** Opening Text for analysis block **

Another thing that happens sometimes is, the business is so cool, that everyone loves the product, but most would never buy it because (well who cares why) it’s just not for them. The advertiser runs campaigns to get page likes but gets few actual sales from them.
The Pinball Company sells arcade games and classic pinball machines, including some awesome 40th Anniversary Star Wars Pinball Machines. Who wouldn’t “like” or love that? Most people would toss them a “like” but would never actually purchase a Star Wars pinball machine, or any pinball machines for that matter. They aren't small.
Having immense page likes could certainly have its own benefits, that aren't monetary such as brand recognition, etc., but setting yourself up for the right expectation would be key.
9. Too Much of an Ask
Conversely, we see people go into Facebook thinking they are entering a world or people that will be as ready to buy as they are on Google. They forget that Facebook is not a search engine (not yet, anyway) and that people on Facebook might not have the same intent, as they do when performing a search on Google or Bing.
If you try and ask for the sale or the signup that implies a larger commitment than they are ready for when they see your brand for the very first time, you would likely yield poor results.
Just remember the purchase funnel and that if this is the first time they are seeing your brand, focus on light conversions like newsletter signups and likes. Once they have had more engagement such as a purchase, or add- to-cart events, it would be okay to spend money on stronger offers.
This would be done using some form of Facebook Retargeting ad.
10. Monitor for Campaign Segments
Particularly with Facebook, it is less about if you advertise and so much more about how you set it up and management it.
There are many things that can go wrong in Facebook but it’s also important not to overlook details that should be observed on a regular basis.
It’s so easy to simply set it up and go! But one should not set and forget. Here is a short checklist of things that could get missed if you aren't paying attention.
Performance by Device - Just like in search, it’s important to see how your ads performs differently across various devices. For instance, if your ads perform poorly on Desktop and tablet, you can exclude it by editing the Ad Set. Click on Manage Placements and select which devices you’d like to have your ads show.
Performance by Platforms - Facebook has a few different platforms it serve ads on. Obviously Facebook is #1. But there is also Audience Network and Instagram. Platforms can be managed under the ad setting itself.
Performance across Demographics - To know your customer is to look a demographic breakdowns and know which ones perform the best.
Performance by Location - There are countless factors that involve location based performance. Seasonality can be a big part of where your product sells best. Also whether your product appeals more to political affiliated states or countries that belong to a trade agreement.
Under any campaign view, there is a Breakdown tab, which will give you all the options you need to compare and contrast various segments in your advertising. Here are some common themes we use for segmentation.
Don’t Forget To Test!
There’s no one-size-fits-all answer to optimizing your Facebook ad campaigns. The best strategy for your ad campaigns will depend on your products, website, customer lifecycle, objectives, and intended user experience.
In fact, you’d likely encounter many Goldilocks moments, in which too much or too little of anything will negatively impact your results.
To help you find that happy place where your audience is most responsive – achieving the highest click-through rate with the lowest cost-per-click, you’ll need to A/B test your ads to see what works for your business and hone in on your strategy as you go.

** Closing Text for analysis block **

= Task instructions =
Reproduce the stretch of the Facebook advertising text from "Don’t Forget To" through "impact your results.", copying it word for word.

** Opening Raw data block **

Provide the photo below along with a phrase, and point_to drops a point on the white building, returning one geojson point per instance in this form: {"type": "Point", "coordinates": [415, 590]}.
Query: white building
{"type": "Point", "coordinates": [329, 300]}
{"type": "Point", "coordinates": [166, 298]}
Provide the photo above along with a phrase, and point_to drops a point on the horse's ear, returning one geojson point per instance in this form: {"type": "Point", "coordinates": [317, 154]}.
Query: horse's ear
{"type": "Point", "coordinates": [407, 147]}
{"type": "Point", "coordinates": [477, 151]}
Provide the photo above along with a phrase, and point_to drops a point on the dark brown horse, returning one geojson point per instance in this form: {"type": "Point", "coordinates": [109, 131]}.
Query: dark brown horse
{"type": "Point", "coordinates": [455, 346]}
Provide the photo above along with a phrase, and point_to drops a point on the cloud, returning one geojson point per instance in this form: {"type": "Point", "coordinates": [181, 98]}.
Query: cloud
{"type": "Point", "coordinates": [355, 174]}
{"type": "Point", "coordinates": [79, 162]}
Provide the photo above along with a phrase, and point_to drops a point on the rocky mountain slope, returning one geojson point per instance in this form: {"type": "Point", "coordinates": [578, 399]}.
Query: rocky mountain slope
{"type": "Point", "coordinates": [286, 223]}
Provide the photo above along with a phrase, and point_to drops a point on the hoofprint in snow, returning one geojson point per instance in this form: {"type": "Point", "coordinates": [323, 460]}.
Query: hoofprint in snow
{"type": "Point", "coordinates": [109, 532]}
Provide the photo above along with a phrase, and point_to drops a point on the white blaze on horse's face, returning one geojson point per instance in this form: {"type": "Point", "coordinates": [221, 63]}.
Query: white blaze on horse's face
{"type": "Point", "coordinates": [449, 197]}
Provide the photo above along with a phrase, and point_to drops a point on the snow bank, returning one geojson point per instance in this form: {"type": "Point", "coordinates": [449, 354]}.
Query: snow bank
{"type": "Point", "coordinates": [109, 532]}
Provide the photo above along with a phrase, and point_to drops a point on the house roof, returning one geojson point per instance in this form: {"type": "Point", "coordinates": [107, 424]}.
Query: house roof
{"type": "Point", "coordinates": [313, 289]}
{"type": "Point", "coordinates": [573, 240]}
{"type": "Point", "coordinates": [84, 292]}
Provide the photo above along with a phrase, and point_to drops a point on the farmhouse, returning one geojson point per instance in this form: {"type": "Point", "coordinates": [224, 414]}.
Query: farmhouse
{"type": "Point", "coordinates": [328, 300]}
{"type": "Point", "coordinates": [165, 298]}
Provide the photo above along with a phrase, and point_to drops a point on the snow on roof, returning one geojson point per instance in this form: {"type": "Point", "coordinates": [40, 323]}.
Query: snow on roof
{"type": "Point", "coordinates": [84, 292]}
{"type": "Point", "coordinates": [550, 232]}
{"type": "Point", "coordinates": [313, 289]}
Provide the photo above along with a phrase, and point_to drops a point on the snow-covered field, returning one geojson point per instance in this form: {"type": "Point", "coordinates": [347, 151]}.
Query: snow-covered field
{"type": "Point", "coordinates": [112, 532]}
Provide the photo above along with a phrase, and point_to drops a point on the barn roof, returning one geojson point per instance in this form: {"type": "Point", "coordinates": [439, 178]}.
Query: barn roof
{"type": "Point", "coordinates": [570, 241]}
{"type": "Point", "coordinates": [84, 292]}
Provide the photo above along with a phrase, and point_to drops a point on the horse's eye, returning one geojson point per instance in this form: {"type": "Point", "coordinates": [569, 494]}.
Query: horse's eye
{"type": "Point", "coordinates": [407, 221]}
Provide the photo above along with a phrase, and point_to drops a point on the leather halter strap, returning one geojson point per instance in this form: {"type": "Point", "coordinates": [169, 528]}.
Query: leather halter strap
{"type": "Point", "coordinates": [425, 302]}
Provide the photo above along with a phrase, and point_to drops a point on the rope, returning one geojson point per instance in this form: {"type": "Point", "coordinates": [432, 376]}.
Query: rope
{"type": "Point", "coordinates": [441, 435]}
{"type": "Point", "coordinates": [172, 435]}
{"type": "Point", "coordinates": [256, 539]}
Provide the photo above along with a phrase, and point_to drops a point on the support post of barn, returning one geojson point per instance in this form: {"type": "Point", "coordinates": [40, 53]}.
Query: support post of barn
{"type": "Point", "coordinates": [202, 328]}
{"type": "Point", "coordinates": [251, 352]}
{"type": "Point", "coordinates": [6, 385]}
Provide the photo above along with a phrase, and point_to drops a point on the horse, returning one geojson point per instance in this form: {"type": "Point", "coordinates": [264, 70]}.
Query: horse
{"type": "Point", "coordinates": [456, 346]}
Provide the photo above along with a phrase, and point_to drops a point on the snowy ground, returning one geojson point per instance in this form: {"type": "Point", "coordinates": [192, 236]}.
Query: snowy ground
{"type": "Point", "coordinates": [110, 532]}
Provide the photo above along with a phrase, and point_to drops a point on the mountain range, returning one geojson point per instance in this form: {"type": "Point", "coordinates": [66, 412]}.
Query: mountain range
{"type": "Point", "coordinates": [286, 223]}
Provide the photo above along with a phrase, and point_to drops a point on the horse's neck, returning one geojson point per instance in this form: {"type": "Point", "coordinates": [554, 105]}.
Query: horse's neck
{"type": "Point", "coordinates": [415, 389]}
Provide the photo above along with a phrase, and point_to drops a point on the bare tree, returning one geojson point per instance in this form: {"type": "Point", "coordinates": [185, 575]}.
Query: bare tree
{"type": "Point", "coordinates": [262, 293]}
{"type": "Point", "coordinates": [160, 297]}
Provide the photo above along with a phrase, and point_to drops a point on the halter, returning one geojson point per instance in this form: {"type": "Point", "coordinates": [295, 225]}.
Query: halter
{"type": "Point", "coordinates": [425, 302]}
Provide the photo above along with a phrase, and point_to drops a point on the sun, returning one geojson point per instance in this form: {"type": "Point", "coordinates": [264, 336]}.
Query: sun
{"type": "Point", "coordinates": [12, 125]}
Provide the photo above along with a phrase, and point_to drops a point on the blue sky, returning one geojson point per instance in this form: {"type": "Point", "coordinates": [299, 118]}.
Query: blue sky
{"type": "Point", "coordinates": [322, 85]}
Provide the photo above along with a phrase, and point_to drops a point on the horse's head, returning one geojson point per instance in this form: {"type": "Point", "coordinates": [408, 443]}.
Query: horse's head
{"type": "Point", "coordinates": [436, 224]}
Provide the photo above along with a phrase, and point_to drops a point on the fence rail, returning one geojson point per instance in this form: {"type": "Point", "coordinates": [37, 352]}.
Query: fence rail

** Closing Raw data block **

= The answer =
Don’t Forget To Test!
There’s no one-size-fits-all answer to optimizing your Facebook ad campaigns. The best strategy for your ad campaigns will depend on your products, website, customer lifecycle, objectives, and intended user experience.
In fact, you’d likely encounter many Goldilocks moments, in which too much or too little of anything will negatively impact your results.